» Directions for this task: Return each line below that contains the word "black", copying it in full.

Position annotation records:
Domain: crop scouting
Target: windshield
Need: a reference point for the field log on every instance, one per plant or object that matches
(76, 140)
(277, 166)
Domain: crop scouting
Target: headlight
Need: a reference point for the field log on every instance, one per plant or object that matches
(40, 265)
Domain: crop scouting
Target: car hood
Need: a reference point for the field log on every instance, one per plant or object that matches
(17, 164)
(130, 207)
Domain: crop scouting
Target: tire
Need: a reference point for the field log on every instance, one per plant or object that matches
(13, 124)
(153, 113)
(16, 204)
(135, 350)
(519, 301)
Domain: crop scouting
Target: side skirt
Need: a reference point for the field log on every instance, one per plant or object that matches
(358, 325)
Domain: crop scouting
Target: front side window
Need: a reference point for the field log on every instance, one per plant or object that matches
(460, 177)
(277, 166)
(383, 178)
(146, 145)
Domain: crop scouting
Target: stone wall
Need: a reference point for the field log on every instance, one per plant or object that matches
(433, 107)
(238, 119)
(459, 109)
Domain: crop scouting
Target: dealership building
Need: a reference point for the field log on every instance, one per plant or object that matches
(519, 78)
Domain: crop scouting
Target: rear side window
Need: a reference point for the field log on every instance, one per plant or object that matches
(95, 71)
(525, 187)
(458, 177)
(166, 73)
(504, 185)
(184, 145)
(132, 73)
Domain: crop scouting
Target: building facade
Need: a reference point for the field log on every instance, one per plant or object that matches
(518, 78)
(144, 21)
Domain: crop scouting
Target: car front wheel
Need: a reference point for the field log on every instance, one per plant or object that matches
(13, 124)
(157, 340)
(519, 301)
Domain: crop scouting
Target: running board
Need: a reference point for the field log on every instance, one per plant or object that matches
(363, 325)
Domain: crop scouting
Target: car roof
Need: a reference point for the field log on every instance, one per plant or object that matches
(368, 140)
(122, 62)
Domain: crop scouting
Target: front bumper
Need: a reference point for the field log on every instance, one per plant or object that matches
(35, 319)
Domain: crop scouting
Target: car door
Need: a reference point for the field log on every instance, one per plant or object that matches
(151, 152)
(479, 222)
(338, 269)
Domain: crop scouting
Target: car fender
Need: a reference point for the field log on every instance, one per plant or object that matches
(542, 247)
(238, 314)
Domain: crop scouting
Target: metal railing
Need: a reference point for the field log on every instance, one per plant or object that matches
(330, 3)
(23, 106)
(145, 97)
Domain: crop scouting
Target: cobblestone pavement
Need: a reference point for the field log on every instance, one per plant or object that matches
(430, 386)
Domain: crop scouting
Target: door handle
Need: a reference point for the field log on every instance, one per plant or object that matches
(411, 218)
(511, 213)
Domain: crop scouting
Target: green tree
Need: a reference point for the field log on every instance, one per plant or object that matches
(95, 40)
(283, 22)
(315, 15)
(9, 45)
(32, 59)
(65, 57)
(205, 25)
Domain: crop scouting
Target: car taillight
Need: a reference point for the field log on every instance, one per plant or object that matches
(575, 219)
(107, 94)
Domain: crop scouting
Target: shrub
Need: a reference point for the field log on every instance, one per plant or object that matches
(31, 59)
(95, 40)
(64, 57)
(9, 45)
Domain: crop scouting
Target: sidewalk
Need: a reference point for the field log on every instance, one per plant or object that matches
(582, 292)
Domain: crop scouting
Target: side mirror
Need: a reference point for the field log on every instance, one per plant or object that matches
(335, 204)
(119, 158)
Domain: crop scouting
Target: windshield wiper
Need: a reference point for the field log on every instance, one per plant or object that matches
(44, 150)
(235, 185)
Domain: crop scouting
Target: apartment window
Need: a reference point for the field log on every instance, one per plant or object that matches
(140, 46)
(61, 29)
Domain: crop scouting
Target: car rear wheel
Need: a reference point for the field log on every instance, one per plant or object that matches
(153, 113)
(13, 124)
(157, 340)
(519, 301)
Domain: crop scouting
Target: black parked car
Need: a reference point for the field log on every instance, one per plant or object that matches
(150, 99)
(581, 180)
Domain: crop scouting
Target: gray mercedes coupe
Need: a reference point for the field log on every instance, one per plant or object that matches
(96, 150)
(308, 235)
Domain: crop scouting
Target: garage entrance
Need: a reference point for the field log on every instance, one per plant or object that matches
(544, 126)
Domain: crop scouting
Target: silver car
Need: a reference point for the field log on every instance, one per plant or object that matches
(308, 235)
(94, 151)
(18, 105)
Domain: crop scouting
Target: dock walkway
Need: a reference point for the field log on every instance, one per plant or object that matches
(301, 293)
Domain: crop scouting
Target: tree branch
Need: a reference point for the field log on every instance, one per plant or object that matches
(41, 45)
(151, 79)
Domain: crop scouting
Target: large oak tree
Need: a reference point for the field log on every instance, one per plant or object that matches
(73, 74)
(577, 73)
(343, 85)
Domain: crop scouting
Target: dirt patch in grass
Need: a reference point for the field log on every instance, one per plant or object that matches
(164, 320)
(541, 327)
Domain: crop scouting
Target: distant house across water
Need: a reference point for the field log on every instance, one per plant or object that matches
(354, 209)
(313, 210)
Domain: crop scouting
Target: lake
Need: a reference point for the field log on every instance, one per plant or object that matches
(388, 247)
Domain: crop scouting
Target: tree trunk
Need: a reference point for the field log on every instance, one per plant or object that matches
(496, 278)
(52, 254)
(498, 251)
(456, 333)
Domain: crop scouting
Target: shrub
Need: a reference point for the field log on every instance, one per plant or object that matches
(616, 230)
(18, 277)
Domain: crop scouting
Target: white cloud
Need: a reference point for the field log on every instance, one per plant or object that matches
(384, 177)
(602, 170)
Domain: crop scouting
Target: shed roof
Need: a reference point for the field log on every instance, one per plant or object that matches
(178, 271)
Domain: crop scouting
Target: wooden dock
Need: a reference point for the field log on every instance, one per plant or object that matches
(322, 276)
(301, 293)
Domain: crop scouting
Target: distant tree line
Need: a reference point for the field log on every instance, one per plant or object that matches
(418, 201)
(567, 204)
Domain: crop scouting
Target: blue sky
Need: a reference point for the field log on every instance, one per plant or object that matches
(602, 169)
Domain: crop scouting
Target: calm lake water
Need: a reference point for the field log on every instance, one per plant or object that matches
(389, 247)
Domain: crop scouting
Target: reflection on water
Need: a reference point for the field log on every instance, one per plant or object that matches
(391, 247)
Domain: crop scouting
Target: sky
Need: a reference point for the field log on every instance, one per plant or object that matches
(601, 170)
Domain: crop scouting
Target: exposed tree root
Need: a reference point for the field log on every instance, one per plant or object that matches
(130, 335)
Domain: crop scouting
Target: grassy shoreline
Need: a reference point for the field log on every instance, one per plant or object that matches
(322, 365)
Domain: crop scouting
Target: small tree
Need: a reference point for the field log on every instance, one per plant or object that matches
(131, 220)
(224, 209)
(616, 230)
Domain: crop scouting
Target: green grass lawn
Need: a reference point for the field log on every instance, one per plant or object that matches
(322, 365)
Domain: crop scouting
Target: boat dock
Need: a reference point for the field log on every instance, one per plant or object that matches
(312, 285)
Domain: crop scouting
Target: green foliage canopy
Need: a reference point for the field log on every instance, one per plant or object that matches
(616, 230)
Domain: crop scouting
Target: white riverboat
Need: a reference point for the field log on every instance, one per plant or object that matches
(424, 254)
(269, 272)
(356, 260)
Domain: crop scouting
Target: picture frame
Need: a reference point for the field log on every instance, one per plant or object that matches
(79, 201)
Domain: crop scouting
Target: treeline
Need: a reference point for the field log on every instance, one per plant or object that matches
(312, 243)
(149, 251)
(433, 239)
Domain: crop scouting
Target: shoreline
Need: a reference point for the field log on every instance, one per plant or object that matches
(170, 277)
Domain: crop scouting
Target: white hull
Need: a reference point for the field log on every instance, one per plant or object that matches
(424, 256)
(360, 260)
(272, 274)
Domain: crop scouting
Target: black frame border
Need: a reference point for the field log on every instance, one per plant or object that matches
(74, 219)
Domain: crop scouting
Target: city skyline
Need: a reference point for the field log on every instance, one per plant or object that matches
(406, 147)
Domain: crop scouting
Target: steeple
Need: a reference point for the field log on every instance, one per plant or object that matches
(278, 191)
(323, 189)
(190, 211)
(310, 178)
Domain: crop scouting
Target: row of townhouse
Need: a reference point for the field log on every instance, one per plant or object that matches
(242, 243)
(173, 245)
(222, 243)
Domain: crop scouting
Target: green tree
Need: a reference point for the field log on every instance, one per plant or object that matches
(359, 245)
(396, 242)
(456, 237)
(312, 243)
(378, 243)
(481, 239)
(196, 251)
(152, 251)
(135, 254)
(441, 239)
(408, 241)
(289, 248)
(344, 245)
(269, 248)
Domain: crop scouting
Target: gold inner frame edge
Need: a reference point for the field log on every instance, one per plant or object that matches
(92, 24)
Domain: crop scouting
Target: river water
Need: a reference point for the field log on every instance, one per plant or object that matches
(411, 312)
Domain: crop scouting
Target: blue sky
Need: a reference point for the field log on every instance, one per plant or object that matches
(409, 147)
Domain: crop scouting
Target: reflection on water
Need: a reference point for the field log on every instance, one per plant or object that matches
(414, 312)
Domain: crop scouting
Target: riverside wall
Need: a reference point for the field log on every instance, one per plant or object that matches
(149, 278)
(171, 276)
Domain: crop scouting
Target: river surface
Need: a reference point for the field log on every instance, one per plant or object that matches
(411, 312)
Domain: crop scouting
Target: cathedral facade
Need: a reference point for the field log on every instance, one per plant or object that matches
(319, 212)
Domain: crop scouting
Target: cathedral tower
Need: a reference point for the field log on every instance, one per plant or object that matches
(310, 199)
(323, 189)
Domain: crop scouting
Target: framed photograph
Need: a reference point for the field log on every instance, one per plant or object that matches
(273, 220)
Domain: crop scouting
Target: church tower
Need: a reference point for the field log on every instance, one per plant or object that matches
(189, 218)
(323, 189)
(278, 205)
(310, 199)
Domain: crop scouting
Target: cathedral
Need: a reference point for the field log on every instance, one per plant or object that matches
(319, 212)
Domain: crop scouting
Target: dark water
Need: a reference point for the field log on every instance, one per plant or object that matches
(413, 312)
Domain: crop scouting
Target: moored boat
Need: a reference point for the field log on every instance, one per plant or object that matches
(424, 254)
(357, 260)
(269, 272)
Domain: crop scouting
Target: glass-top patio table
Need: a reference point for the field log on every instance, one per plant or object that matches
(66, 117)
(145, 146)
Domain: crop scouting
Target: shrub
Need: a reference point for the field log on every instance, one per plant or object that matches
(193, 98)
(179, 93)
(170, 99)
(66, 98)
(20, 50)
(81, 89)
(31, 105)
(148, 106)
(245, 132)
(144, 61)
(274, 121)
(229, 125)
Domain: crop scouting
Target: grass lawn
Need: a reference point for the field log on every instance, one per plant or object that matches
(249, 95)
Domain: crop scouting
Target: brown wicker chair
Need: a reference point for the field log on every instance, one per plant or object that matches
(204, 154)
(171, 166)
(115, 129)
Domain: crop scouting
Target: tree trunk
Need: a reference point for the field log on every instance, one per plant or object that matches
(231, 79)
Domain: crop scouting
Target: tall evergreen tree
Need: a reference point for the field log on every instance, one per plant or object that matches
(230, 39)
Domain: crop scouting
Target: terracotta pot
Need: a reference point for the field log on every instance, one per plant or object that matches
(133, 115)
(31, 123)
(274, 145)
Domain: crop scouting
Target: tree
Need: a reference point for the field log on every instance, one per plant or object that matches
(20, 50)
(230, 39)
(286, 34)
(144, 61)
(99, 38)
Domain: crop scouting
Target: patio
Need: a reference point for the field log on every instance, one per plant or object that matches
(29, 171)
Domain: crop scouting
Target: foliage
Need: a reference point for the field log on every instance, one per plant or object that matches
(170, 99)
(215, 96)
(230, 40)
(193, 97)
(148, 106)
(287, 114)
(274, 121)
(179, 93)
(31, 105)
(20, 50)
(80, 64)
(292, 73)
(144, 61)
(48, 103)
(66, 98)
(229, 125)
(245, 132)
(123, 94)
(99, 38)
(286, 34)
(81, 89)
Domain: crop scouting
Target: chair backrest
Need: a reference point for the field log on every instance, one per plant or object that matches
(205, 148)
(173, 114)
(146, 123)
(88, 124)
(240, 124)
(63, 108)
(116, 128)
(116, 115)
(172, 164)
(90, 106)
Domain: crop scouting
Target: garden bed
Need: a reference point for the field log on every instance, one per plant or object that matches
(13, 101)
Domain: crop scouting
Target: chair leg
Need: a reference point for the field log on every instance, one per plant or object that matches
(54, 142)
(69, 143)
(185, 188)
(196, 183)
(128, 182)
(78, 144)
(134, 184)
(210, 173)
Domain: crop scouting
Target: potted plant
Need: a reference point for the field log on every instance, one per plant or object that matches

» Solution below:
Target: black parked car
Target: black frame border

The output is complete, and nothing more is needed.